**MATERIAL FOR THIS EXERCISE**
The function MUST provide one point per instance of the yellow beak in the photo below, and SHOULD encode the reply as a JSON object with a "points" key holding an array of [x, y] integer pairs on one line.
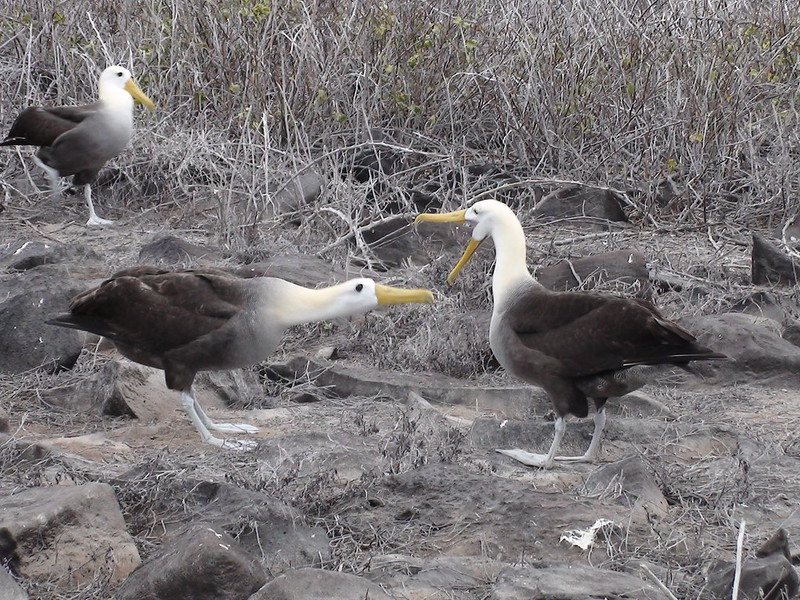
{"points": [[471, 247], [452, 217], [391, 295], [138, 94]]}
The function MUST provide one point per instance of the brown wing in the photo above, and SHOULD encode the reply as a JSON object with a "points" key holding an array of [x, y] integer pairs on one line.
{"points": [[157, 311], [39, 126], [590, 333]]}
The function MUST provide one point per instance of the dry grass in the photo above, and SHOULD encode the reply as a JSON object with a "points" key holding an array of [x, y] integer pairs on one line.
{"points": [[618, 93], [622, 93]]}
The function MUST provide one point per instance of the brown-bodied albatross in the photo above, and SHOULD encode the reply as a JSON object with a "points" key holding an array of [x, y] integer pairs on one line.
{"points": [[574, 345], [202, 320], [79, 140]]}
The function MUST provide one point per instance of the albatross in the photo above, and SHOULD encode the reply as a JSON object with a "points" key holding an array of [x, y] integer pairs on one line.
{"points": [[574, 345], [79, 140], [207, 319]]}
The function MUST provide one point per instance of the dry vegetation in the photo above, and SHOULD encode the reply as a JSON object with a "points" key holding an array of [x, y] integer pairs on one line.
{"points": [[636, 95]]}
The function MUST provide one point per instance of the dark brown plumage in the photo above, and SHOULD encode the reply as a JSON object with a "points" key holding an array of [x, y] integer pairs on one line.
{"points": [[78, 140], [196, 320], [574, 345]]}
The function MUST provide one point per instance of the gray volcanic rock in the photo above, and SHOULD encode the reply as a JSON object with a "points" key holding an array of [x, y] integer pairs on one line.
{"points": [[66, 534], [22, 255], [316, 584], [10, 589], [581, 201], [627, 266], [201, 563], [571, 582], [770, 266], [754, 345], [27, 300]]}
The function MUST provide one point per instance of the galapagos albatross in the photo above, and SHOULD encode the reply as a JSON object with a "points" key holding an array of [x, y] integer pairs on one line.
{"points": [[207, 319], [79, 140], [574, 345]]}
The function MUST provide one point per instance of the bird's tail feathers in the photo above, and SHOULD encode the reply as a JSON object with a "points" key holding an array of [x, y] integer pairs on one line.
{"points": [[83, 323], [679, 359]]}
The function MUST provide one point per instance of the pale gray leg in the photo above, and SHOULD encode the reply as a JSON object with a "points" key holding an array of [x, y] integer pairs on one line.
{"points": [[594, 445], [93, 218], [223, 427], [52, 176], [190, 406], [545, 461]]}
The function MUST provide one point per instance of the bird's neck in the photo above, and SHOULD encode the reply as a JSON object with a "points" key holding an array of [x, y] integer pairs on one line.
{"points": [[510, 258], [116, 100], [299, 304]]}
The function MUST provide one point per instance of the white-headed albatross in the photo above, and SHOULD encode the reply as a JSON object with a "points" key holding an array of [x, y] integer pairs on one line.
{"points": [[201, 320], [79, 140], [574, 345]]}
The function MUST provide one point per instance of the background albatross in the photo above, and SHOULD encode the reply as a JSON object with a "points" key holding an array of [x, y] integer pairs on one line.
{"points": [[79, 140], [198, 320], [575, 345]]}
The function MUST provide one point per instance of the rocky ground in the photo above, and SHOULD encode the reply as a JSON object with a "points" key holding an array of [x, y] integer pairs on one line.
{"points": [[370, 482]]}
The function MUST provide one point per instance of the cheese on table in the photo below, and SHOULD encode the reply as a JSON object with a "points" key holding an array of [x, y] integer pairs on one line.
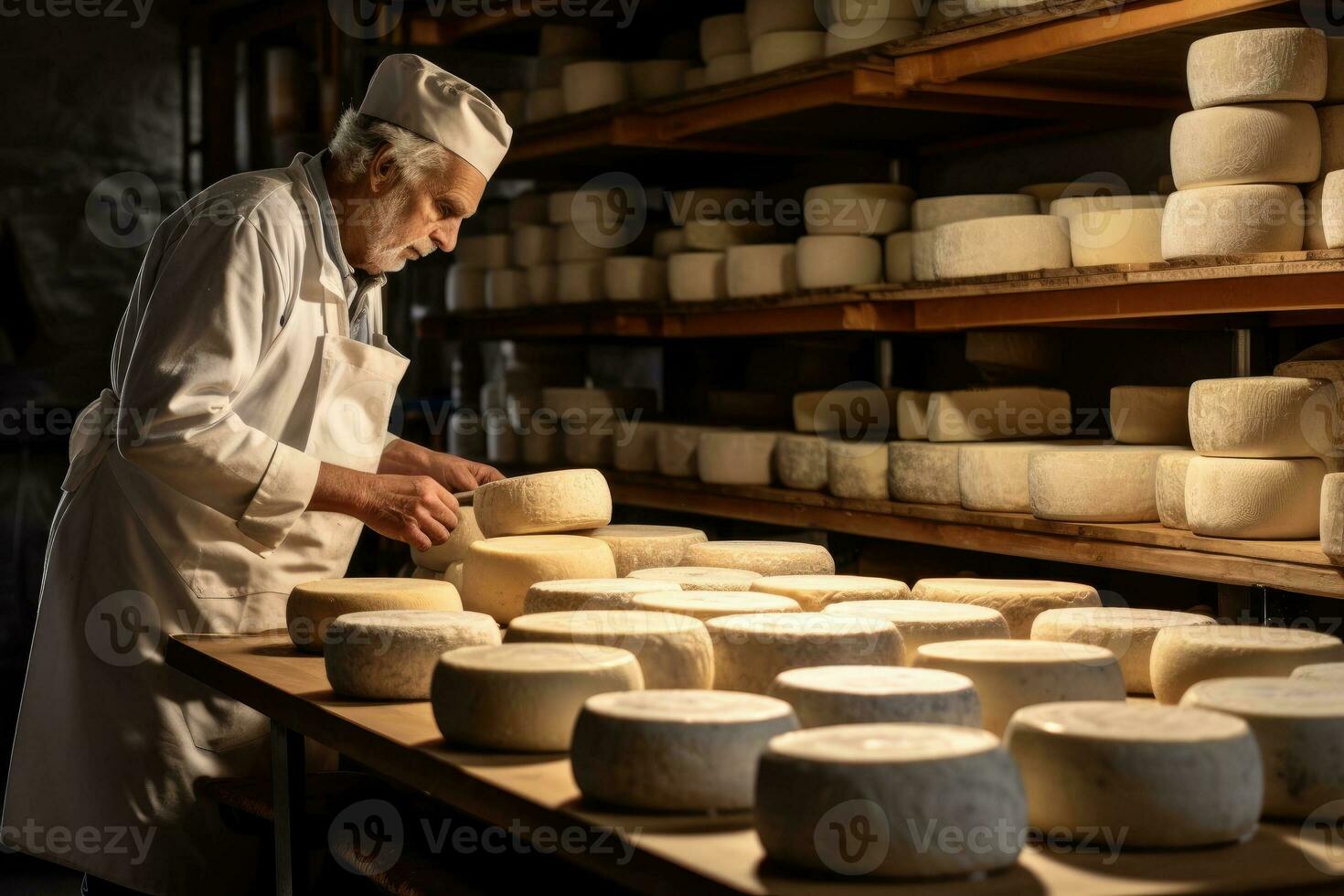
{"points": [[766, 558], [1261, 417], [1168, 776], [1007, 245], [525, 698], [1126, 632], [1004, 412], [750, 650], [923, 623], [1011, 675], [1255, 66], [589, 594], [1272, 143], [1151, 414], [1187, 655], [801, 461], [674, 650], [641, 547], [687, 752], [875, 779], [390, 655], [560, 501], [1020, 601], [923, 472], [1298, 726], [314, 604], [1172, 469], [499, 572], [816, 592], [440, 557], [1232, 220], [735, 457], [1254, 497], [862, 695], [700, 578]]}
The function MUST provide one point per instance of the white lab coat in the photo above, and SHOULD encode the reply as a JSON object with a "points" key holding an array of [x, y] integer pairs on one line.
{"points": [[185, 512]]}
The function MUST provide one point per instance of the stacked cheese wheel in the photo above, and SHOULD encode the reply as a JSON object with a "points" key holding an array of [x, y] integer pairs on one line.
{"points": [[1253, 139]]}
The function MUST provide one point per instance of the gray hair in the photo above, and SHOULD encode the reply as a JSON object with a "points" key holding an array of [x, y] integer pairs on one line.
{"points": [[357, 137]]}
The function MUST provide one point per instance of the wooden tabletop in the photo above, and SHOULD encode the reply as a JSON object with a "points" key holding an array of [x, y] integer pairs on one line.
{"points": [[671, 853]]}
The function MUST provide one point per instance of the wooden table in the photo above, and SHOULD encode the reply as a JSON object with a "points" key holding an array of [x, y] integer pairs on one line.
{"points": [[669, 853]]}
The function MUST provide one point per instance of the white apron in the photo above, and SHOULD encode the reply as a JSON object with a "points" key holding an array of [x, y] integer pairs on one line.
{"points": [[111, 741]]}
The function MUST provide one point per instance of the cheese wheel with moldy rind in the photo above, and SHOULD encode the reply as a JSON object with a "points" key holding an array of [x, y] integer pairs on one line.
{"points": [[543, 503], [1020, 601], [1126, 632], [1174, 776], [686, 752], [499, 572], [525, 698], [1298, 726], [923, 623], [766, 558], [1254, 497], [1187, 655], [702, 578], [589, 594], [872, 778], [674, 650], [816, 592], [750, 650], [390, 655], [1011, 675], [641, 547], [863, 695], [314, 604]]}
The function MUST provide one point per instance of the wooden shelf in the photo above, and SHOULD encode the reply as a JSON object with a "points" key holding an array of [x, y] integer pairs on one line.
{"points": [[1289, 566]]}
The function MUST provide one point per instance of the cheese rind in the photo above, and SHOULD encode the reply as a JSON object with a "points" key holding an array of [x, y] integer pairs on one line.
{"points": [[525, 698], [1187, 655], [1174, 776], [390, 655], [675, 750]]}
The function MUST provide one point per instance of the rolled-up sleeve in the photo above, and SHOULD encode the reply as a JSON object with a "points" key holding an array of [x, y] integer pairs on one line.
{"points": [[203, 329]]}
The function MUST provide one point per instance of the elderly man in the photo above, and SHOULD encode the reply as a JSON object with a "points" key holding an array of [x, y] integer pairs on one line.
{"points": [[240, 450]]}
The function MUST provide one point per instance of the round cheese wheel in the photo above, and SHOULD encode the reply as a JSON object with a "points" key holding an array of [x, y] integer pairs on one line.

**TASK PROMPT**
Without the pictures, restate all the entries above exactly.

**EXERCISE OUTPUT**
The function MUST provide one point per instance of the yellow beak in the photo below, and SHOULD encode the reply as a JSON object with a "points" key holding an array of [x, y] integer pairs on one line.
{"points": [[471, 247], [452, 217], [391, 295], [138, 94]]}
The function MUST provide one point per instance of the brown wing in the photo above, and SHOULD encode the reply as a JSON object with a "points" key holding an array of [x, y] integer pairs on one line.
{"points": [[157, 311], [39, 126], [590, 333]]}
The function MUST provide one point per instance of the dry grass in the photo above, and SHOULD encode the reply as a JSON object with a "points" key holding an array of [x, y] integer pairs on one line.
{"points": [[618, 93], [622, 93]]}
The function MUST provide one point per instance of the brown-bodied albatross in the photo above, and SHOULD encode the reply as a JSON object with a "points" key holding an array of [x, y] integer pairs on one line.
{"points": [[574, 345], [202, 320], [79, 140]]}
The function MUST provide one point per instance of the albatross in the photo above, and SHOULD encode the reply as a JSON object with a "points" key holding an array of [x, y] integer pairs on one line.
{"points": [[574, 345], [79, 140], [207, 319]]}
The function MUST provide one point per instance of the dry vegetation in the photo above, and SHOULD encode the reply as a JSON object with a "points" key holding an array of [x, y] integer pairs on one line.
{"points": [[636, 95]]}
The function MUST provide one point per instance of the dark brown plumage in the photo above, and SHOULD encode the reply as a JSON object with a "points" key holding an array of [x, y] integer pairs on one line.
{"points": [[78, 140], [196, 320], [574, 345]]}
The function MUST provide one point per instance of the gray volcanic rock in the photo above, and SHOULD encode the reply as a JSON object with a "points" key holding an array of [x, y] integer pairs on one line.
{"points": [[66, 534], [22, 255], [316, 584], [10, 589], [581, 201], [627, 266], [201, 563], [571, 582], [770, 266], [754, 345], [27, 300]]}
The function MUST provide one point per instance of the galapagos albatross in the photo above, and SHOULD encode the reply as a JSON object with a "points" key holding an array of [x, y] integer pairs on one line.
{"points": [[207, 319], [79, 140], [574, 345]]}
The function MUST provide one point per instance of the bird's tail feathers in the photo above, and SHOULD encode the reply as a JSON object with a "points" key holding an array of [x, y] integer pairs on one line.
{"points": [[83, 323], [679, 359]]}
The function MUST provide one point per instance of the pale gray leg in the photo above, and SHOULD encode the reply as a JSON object with a "points" key holding an array of [x, y] integer pairs on one line.
{"points": [[594, 445], [93, 218], [223, 427], [52, 176], [190, 406], [545, 461]]}
The function MUST provide one point per instance of the bird's neck in the photo above, and SHOULD encode the reply as a JSON object with a "points" key holding an array of [x, y] integer pairs on one line.
{"points": [[510, 258], [116, 100], [299, 304]]}
The function MUST provide one point per instance of the white-headed albatross in the photo above, and SHOULD encode the reply as a JSON object with a "points" key holding an array of [x, y] integer pairs on one line.
{"points": [[201, 320], [79, 140], [574, 345]]}
The function MUST provide one point per instance of the background albatross in the photo above, and SHOULD encode the reply as a JSON object with a "points" key holding an array of [x, y] integer pairs on one line.
{"points": [[79, 140], [198, 320], [575, 345]]}
The function MUST provide one point per instance of the rocky ground in the photo above, and SHOULD encode the reply as a JSON object with a "points" key holding an array of [x, y] integer pairs on one line.
{"points": [[370, 482]]}
The function MUST provide one point per instance of the cheese on table in the photo below, and SHOULD encode the reply as a JSON object with a "points" key holding an array of [x, y] integer pairs on one line.
{"points": [[766, 558], [1261, 417], [1168, 776], [1007, 245], [525, 698], [1126, 632], [1004, 412], [750, 650], [923, 623], [1011, 675], [1255, 66], [589, 594], [1272, 143], [1151, 414], [1187, 655], [801, 461], [674, 650], [641, 547], [687, 752], [875, 779], [390, 655], [560, 501], [1020, 601], [923, 472], [1298, 726], [314, 604], [1172, 469], [499, 572], [816, 592], [440, 557], [1232, 220], [735, 457], [1254, 497], [862, 695], [700, 578]]}
The function MUST provide one point per instance of the white lab coat in the photo above, and SHOULD encode the reply as a JSON object with a "points" key holding an array of [x, y] integer pairs on one line.
{"points": [[185, 512]]}
The function MUST provide one point per instance of the stacked cheese wheel in the photo above, and SHOULD encode the reply as a JSON object with a "points" key holding an array of [x, y] integer pairs on one line.
{"points": [[1253, 139]]}
The function MUST provide one point per instance of the gray hair in the photo above, and SHOULD encode the reply as a JSON object with a "points" key holding an array of [x, y] integer pairs on one line.
{"points": [[357, 137]]}
The function MUST provide one point per instance of the wooden tabletop in the photo above, and SHOULD encode the reply as a JSON object with a "points" key holding an array of [x, y] integer pairs on one line.
{"points": [[671, 853]]}
The function MUST provide one point per instance of the wooden table in the photo above, and SHOULD encode the reply as a JSON object with a "points" key holding an array of [x, y] integer pairs on one line.
{"points": [[669, 853]]}
The function MUST provide one point per instance of the white apron in the photo above, and SHOULD encode the reply as a JSON object with a "points" key holding an array of [x, y] integer pairs on one line.
{"points": [[111, 741]]}
The function MUST provide one point per instance of the cheese wheel with moldy rind in the photo above, and SHOULD encode the reply as a JSON object with a "points" key holding an array of [x, y] integer pairs on one line.
{"points": [[543, 503], [1020, 601], [1126, 632], [1174, 776], [686, 752], [499, 572], [525, 698], [1298, 726], [923, 623], [766, 558], [1254, 497], [1187, 655], [702, 578], [589, 594], [872, 778], [674, 650], [816, 592], [750, 650], [390, 655], [1011, 675], [641, 547], [863, 695], [314, 604]]}
The function MUST provide one point per instance of the wooden shelf in the photo above, and SHOULD encode the reply as a JSON object with a "points" key holding an array of [x, y] integer pairs on one line.
{"points": [[1289, 566]]}
The function MUST provide one point per instance of the cheese rind in the photo above, and SHOULD encode the reply as a JSON object with a "points" key holding an array of [x, y] integer pairs on one line.
{"points": [[525, 698], [1187, 655], [1174, 776], [390, 655], [675, 750]]}
The function MUST provide one point per instance of the rolled-up sleeve in the photo above, and SHOULD encode the reply as a JSON object with a "points" key holding an array of [x, y] integer pairs on one line.
{"points": [[203, 329]]}
The function MUST provide one point per instance of the elderly man in the photo above, and SHOULD encode the reply as a JSON object with a "points" key holding an array of [x, y] integer pairs on one line.
{"points": [[240, 450]]}
The function MUST provide one point per instance of the round cheese wheel in the photo above, and SHOULD encode the reply as a JSON object with a "points" key holding an array of [x, y] integer pairs on one line.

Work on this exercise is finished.